▶ Extract provided:
**********
As COVID-19-related impacts continue to wreak havoc on economies around the world, Guidehouse Insights is monitoring disruptions to the energy storage market and their possible effects over the coming months and years. The first part of this two-part blog series explored the supply chain disruptions and delays already being reported. Part 2 examines the potential long-term impacts on the demand for energy storage around the world.

Despite the negative outlook for the global economy in the near-term, the energy storage market has the potential to experience both positive and negative effects.

Potential Negative Effects

Social distancing restrictions and reported delays in product deliveries will postpone project development timelines and slow new project origination. While some developers only expect a 1-2-month delay in their projects, others predict at least 6-month delays. Furthermore, it may be increasingly difficult for developers to obtain project financing and for new companies to raise venture capital funding due to the collapse of stock markets and the overall lack of confidence among investors.

While the grid conditions driving investments in energy storage are unlikely to change, the underlying dynamics of the energy markets are shifting and may affect the storage market. The crash in fossil fuel prices has pushed gasoline prices to record lows, reducing the financial benefit of switching to EVs. Cheap fossil fuels are also driving down the price of natural gas for power generation. Both trends negatively affect the prospects for energy storage due to reduced peak demand growth from EV charging and more cost-effective natural gas generation.

A critical factor in the demand for storage will be the actions of utilities over the coming year. Utilities are currently the main driver of large-scale storage development, and their support of the technology will be key to long-term market growth. However, utilities and regulatory agencies may prioritize critical reliability needs over pilot projects for newer technologies such as energy storage to avoid any rate increases.

Potential Positive Effects

The initial US government stimulus measures to combat COVID-19’s economic impacts have focused on immediate relief for individuals and businesses. As the situation stabilizes, a second round of stimulus is expected that aims for longer-term support, similar to efforts seen after the 2008 recession. Depending on the federal government’s priorities, these stimulus measures may provide support for clean energy investments. Long-term infrastructure projects will likely receive major support, which may include renewable energy generation and grid modernization.
**********
▶ Questions:
1. How would you translate this sentence from the energy storage article into Spanish: "Cheap fossil fuels are also driving down the price of natural gas for power generation."
2. Can you return the passage of the energy storage article between "The initial US" and "and grid modernization.", inclusive?

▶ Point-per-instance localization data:
**********
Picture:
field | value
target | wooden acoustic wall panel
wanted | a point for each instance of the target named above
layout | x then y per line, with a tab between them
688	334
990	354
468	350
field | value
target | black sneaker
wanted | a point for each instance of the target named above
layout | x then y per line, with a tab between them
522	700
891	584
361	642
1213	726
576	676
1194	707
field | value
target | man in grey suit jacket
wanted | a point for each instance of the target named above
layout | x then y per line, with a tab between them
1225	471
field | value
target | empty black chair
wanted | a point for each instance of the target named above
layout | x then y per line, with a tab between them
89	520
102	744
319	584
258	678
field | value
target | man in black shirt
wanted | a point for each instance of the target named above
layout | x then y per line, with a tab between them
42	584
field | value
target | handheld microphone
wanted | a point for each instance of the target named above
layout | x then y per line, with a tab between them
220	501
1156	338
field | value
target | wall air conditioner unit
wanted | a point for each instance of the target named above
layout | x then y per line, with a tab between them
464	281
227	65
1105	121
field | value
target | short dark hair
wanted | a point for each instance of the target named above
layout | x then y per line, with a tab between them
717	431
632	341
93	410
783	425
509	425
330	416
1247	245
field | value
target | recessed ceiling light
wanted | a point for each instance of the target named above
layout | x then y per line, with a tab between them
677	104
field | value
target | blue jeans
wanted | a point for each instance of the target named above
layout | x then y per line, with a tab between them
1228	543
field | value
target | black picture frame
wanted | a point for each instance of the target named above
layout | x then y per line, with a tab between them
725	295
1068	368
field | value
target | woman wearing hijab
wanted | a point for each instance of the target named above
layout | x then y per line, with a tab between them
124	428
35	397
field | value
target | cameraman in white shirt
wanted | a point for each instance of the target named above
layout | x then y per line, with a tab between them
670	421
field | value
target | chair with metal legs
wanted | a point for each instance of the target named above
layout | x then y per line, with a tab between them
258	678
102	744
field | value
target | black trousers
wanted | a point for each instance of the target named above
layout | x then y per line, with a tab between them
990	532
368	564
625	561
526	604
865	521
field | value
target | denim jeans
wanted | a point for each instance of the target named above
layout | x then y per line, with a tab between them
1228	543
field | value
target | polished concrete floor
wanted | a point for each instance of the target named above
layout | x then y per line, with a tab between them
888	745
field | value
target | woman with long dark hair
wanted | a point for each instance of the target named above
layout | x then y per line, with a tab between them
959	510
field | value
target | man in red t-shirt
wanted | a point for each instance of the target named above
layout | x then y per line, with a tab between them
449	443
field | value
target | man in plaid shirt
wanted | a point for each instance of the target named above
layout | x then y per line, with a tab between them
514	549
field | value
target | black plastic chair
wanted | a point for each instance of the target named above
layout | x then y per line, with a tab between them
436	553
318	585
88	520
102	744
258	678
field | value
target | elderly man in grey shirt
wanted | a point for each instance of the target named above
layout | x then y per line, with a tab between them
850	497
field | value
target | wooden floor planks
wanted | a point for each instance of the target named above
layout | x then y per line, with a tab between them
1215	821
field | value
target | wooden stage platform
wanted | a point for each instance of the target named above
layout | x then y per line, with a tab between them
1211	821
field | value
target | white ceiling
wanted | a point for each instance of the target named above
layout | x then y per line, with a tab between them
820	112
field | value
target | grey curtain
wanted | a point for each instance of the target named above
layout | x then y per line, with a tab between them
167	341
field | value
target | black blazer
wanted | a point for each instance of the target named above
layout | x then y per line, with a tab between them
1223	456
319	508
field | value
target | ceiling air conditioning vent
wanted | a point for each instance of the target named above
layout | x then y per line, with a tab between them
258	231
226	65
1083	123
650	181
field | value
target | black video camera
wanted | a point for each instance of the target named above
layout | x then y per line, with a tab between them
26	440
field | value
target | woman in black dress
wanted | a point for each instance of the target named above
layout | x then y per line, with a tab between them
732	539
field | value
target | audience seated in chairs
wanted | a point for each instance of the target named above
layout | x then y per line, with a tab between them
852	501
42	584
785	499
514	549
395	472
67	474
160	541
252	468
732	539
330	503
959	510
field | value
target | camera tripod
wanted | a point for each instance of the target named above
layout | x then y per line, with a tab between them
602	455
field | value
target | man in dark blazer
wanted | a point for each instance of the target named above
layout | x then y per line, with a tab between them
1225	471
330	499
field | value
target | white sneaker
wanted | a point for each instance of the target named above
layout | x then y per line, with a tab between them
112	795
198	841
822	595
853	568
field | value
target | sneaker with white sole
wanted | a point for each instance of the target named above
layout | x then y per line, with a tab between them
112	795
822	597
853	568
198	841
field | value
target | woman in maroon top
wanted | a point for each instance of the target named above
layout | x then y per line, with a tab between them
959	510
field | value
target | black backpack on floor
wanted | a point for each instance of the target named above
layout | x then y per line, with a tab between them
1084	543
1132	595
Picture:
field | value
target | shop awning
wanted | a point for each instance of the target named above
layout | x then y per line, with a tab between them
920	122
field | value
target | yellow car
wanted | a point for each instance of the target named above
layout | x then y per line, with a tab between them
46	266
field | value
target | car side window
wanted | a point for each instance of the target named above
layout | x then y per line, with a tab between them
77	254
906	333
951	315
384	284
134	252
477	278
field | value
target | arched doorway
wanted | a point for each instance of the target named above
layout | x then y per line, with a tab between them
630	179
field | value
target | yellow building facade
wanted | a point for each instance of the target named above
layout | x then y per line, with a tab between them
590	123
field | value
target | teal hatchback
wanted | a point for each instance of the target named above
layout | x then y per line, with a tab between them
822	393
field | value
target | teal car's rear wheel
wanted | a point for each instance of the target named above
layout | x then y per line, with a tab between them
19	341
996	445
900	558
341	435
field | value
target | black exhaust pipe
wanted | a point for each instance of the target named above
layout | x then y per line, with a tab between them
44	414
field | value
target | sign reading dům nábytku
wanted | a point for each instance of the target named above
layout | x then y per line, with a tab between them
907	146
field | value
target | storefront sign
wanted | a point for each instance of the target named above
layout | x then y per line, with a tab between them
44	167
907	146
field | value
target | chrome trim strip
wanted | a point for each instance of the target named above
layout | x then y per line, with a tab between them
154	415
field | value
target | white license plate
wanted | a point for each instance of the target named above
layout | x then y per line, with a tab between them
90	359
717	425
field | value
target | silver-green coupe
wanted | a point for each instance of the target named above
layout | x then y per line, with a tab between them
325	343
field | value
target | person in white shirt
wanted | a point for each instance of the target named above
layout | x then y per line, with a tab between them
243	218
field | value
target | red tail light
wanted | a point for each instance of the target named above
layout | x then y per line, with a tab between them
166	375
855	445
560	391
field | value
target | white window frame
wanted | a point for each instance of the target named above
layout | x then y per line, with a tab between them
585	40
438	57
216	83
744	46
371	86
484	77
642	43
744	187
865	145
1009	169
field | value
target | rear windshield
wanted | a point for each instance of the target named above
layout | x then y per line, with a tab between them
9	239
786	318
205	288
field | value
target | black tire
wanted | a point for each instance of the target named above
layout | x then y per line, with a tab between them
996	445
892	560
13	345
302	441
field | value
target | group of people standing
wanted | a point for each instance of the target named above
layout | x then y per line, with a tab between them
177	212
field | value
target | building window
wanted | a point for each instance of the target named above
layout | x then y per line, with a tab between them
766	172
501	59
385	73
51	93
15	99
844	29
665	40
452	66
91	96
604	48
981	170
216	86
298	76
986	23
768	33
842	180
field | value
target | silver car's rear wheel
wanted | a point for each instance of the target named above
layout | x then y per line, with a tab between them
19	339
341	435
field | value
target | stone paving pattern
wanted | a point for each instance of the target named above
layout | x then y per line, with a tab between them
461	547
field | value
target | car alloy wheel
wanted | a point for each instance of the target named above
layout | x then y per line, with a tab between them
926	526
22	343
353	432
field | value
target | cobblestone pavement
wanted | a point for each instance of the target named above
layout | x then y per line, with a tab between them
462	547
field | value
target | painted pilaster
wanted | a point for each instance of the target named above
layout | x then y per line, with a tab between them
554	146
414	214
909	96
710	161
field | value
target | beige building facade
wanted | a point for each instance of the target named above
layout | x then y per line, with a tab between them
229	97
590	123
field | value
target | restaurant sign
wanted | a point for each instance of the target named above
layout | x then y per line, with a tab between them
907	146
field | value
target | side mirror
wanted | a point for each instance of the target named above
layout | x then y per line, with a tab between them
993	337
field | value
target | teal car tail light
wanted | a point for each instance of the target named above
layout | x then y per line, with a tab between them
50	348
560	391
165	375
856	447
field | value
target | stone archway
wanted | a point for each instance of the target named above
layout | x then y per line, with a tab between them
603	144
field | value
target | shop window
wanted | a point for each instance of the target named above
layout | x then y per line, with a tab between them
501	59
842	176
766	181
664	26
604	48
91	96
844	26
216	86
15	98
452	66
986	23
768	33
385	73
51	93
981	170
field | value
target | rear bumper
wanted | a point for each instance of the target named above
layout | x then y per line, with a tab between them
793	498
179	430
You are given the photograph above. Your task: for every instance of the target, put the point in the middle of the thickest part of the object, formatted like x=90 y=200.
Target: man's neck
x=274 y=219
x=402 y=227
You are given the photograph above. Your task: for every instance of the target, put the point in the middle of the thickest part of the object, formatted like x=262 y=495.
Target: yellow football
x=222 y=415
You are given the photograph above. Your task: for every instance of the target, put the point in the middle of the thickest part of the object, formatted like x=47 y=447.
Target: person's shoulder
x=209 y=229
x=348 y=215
**********
▶ Expected outputs:
1. Los combustibles fósiles baratos también están haciendo bajar el precio del gas natural para la generación de electricidad.

2.
The initial US government stimulus measures to combat COVID-19’s economic impacts have focused on immediate relief for individuals and businesses. As the situation stabilizes, a second round of stimulus is expected that aims for longer-term support, similar to efforts seen after the 2008 recession. Depending on the federal government’s priorities, these stimulus measures may provide support for clean energy investments. Long-term infrastructure projects will likely receive major support, which may include renewable energy generation and grid modernization.